=== ENTRIES SHOWN ===
□ □ □ □ □
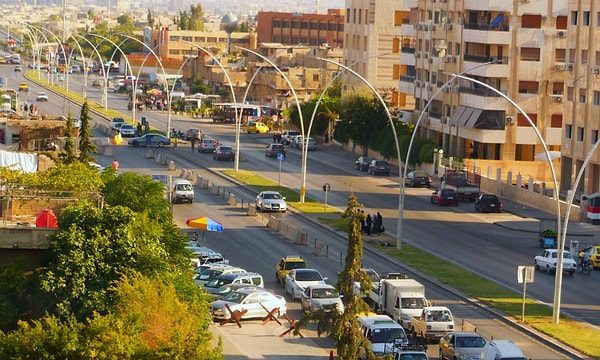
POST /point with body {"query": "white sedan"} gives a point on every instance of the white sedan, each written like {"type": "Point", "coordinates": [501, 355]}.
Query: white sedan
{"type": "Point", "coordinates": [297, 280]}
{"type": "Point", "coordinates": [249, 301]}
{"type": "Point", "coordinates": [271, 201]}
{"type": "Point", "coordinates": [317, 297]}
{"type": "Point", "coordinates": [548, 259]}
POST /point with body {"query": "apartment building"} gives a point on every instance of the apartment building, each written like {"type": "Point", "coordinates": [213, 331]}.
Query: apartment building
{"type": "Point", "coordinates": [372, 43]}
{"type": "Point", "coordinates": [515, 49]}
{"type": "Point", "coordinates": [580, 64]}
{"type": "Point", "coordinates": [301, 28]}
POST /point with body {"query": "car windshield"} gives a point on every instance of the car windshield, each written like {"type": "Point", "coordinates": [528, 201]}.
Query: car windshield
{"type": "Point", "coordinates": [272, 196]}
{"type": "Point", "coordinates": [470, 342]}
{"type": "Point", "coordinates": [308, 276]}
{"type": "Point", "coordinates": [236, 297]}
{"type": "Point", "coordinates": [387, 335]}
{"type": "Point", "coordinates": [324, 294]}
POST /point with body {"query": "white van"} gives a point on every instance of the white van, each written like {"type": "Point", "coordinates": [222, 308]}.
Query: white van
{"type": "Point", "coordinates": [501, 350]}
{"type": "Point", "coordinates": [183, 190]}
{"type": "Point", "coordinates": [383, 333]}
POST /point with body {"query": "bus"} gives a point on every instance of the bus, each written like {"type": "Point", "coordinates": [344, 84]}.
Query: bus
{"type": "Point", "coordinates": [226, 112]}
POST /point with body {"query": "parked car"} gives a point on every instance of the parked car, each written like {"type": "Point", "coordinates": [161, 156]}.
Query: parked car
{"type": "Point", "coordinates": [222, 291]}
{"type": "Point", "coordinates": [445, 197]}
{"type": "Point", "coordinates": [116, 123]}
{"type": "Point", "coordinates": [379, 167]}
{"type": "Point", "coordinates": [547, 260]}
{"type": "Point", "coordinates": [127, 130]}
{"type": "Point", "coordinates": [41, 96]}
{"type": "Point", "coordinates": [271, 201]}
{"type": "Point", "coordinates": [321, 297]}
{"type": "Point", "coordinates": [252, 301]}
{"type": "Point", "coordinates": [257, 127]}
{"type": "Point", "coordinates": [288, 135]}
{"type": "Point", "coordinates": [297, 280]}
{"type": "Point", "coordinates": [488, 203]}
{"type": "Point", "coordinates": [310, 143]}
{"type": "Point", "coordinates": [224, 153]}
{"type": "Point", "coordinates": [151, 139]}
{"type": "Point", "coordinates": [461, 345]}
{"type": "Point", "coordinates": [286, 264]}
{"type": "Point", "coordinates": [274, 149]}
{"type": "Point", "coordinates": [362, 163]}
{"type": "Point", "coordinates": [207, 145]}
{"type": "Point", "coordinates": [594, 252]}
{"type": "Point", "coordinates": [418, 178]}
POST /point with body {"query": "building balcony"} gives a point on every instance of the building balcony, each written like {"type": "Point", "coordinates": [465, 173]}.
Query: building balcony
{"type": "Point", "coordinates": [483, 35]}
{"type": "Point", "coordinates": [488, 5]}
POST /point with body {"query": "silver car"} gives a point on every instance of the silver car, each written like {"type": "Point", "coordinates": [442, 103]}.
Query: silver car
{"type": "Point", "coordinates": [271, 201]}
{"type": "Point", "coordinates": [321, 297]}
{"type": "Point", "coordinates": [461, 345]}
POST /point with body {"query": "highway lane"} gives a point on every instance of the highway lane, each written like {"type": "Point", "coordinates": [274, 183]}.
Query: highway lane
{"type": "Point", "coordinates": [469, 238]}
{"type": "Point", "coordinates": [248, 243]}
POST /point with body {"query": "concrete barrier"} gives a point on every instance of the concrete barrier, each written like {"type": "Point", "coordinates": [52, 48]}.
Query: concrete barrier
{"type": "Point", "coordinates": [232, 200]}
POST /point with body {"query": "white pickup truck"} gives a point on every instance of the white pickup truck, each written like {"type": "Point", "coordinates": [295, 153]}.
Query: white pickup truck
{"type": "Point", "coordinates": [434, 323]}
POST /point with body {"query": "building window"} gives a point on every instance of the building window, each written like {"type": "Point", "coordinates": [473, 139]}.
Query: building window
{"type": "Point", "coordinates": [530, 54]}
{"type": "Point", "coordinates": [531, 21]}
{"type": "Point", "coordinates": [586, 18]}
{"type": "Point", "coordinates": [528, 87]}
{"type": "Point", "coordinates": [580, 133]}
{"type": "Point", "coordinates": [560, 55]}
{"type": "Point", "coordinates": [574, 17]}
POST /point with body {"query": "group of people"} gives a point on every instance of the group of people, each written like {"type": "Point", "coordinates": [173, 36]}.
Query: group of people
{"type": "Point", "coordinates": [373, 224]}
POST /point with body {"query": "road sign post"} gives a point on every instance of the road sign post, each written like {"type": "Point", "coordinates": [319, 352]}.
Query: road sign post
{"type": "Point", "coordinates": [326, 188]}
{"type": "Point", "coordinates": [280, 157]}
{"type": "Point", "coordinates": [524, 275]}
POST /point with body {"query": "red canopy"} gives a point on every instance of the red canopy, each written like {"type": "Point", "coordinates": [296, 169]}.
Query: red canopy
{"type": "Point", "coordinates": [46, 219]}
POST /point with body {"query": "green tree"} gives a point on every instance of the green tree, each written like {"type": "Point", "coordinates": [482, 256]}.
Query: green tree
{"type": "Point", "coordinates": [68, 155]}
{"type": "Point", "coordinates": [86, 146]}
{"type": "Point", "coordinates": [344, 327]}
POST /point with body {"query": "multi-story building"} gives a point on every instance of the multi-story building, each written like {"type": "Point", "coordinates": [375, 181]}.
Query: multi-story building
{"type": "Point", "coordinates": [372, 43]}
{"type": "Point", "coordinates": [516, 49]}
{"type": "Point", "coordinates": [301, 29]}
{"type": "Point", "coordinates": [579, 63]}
□ □ □ □ □
=== SHORT EXERCISE ===
Send back the data above word for word, with the pictures left out.

=== FULL OUTPUT ===
POST /point with body {"query": "white sedan"} gives a point on every instance of the white sedan, each written like {"type": "Point", "coordinates": [501, 355]}.
Query: white sedan
{"type": "Point", "coordinates": [297, 280]}
{"type": "Point", "coordinates": [249, 301]}
{"type": "Point", "coordinates": [271, 201]}
{"type": "Point", "coordinates": [317, 297]}
{"type": "Point", "coordinates": [548, 259]}
POST /point with body {"query": "apartment building"} gives a point on every instance of the apartment building, each written like {"type": "Point", "coordinates": [213, 331]}.
Query: apartment building
{"type": "Point", "coordinates": [372, 43]}
{"type": "Point", "coordinates": [515, 49]}
{"type": "Point", "coordinates": [580, 64]}
{"type": "Point", "coordinates": [301, 28]}
POST /point with body {"query": "car windshield"} gives a point on every instance of the car windshield, each written like {"type": "Point", "coordinates": [528, 201]}.
Query: car windshield
{"type": "Point", "coordinates": [272, 196]}
{"type": "Point", "coordinates": [470, 342]}
{"type": "Point", "coordinates": [308, 276]}
{"type": "Point", "coordinates": [236, 297]}
{"type": "Point", "coordinates": [387, 335]}
{"type": "Point", "coordinates": [324, 294]}
POST /point with body {"query": "white van"} gives a point on every instance of the white van, each written like {"type": "Point", "coordinates": [222, 308]}.
Query: white van
{"type": "Point", "coordinates": [501, 350]}
{"type": "Point", "coordinates": [183, 190]}
{"type": "Point", "coordinates": [383, 333]}
POST /point with body {"query": "bus"} gives a point on every instance of the bus, each written like {"type": "Point", "coordinates": [344, 84]}.
Query: bus
{"type": "Point", "coordinates": [226, 112]}
POST /point with body {"query": "parked car"} gives a point on every instance of the parked car, each written like {"type": "Point", "coordinates": [161, 156]}.
Query: parked car
{"type": "Point", "coordinates": [222, 291]}
{"type": "Point", "coordinates": [445, 197]}
{"type": "Point", "coordinates": [116, 123]}
{"type": "Point", "coordinates": [379, 167]}
{"type": "Point", "coordinates": [547, 260]}
{"type": "Point", "coordinates": [127, 130]}
{"type": "Point", "coordinates": [41, 96]}
{"type": "Point", "coordinates": [271, 201]}
{"type": "Point", "coordinates": [321, 297]}
{"type": "Point", "coordinates": [252, 301]}
{"type": "Point", "coordinates": [257, 127]}
{"type": "Point", "coordinates": [288, 135]}
{"type": "Point", "coordinates": [297, 280]}
{"type": "Point", "coordinates": [488, 203]}
{"type": "Point", "coordinates": [310, 143]}
{"type": "Point", "coordinates": [224, 153]}
{"type": "Point", "coordinates": [151, 139]}
{"type": "Point", "coordinates": [461, 345]}
{"type": "Point", "coordinates": [286, 264]}
{"type": "Point", "coordinates": [274, 149]}
{"type": "Point", "coordinates": [362, 163]}
{"type": "Point", "coordinates": [207, 145]}
{"type": "Point", "coordinates": [594, 252]}
{"type": "Point", "coordinates": [418, 178]}
POST /point with body {"query": "building balcony"} gives a point on every instance of the building balcony, each written like {"type": "Point", "coordinates": [465, 173]}.
Query: building balcony
{"type": "Point", "coordinates": [483, 35]}
{"type": "Point", "coordinates": [488, 5]}
POST /point with body {"query": "silver car"} gives a point on every instance of the silver car, each written like {"type": "Point", "coordinates": [442, 103]}.
Query: silver car
{"type": "Point", "coordinates": [271, 201]}
{"type": "Point", "coordinates": [321, 297]}
{"type": "Point", "coordinates": [461, 345]}
POST /point with body {"query": "highway lane"} gives a point on every instance of the highway lane, each written like {"type": "Point", "coordinates": [274, 183]}.
Query: highway lane
{"type": "Point", "coordinates": [469, 238]}
{"type": "Point", "coordinates": [248, 243]}
POST /point with body {"query": "concrete barrier"} gives a point on every instance of the concrete barrier, each written like {"type": "Point", "coordinates": [52, 48]}.
Query: concrete barrier
{"type": "Point", "coordinates": [232, 200]}
POST /point with body {"query": "white pickup truck"} gives a point on every instance of the white pickup truck, each written like {"type": "Point", "coordinates": [295, 153]}.
Query: white pickup truck
{"type": "Point", "coordinates": [434, 323]}
POST /point with body {"query": "building window"} gives a point on every instance of the building window, each written like {"type": "Point", "coordinates": [473, 139]}.
Query: building window
{"type": "Point", "coordinates": [530, 54]}
{"type": "Point", "coordinates": [531, 21]}
{"type": "Point", "coordinates": [586, 18]}
{"type": "Point", "coordinates": [528, 87]}
{"type": "Point", "coordinates": [580, 133]}
{"type": "Point", "coordinates": [560, 55]}
{"type": "Point", "coordinates": [574, 17]}
POST /point with body {"query": "group of people"} gives a point on every instance of the group of people, each written like {"type": "Point", "coordinates": [173, 36]}.
Query: group of people
{"type": "Point", "coordinates": [373, 224]}
POST /point with body {"query": "road sign post"} gives a point on every instance of the road sign post, each written like {"type": "Point", "coordinates": [319, 352]}.
Query: road sign post
{"type": "Point", "coordinates": [326, 188]}
{"type": "Point", "coordinates": [280, 157]}
{"type": "Point", "coordinates": [524, 275]}
POST /point with body {"query": "red canopy"} gives a point on every instance of the red canopy, each written like {"type": "Point", "coordinates": [296, 169]}.
Query: red canopy
{"type": "Point", "coordinates": [46, 219]}
POST /point with body {"query": "green tree"} gives a point on every instance of the green tree, each written like {"type": "Point", "coordinates": [482, 256]}.
Query: green tree
{"type": "Point", "coordinates": [68, 155]}
{"type": "Point", "coordinates": [86, 146]}
{"type": "Point", "coordinates": [344, 327]}
POST /point with body {"query": "multi-story building"} gives a point on every instance of the multi-story building, each written like {"type": "Point", "coordinates": [375, 181]}.
Query: multi-story building
{"type": "Point", "coordinates": [372, 43]}
{"type": "Point", "coordinates": [516, 49]}
{"type": "Point", "coordinates": [301, 29]}
{"type": "Point", "coordinates": [579, 63]}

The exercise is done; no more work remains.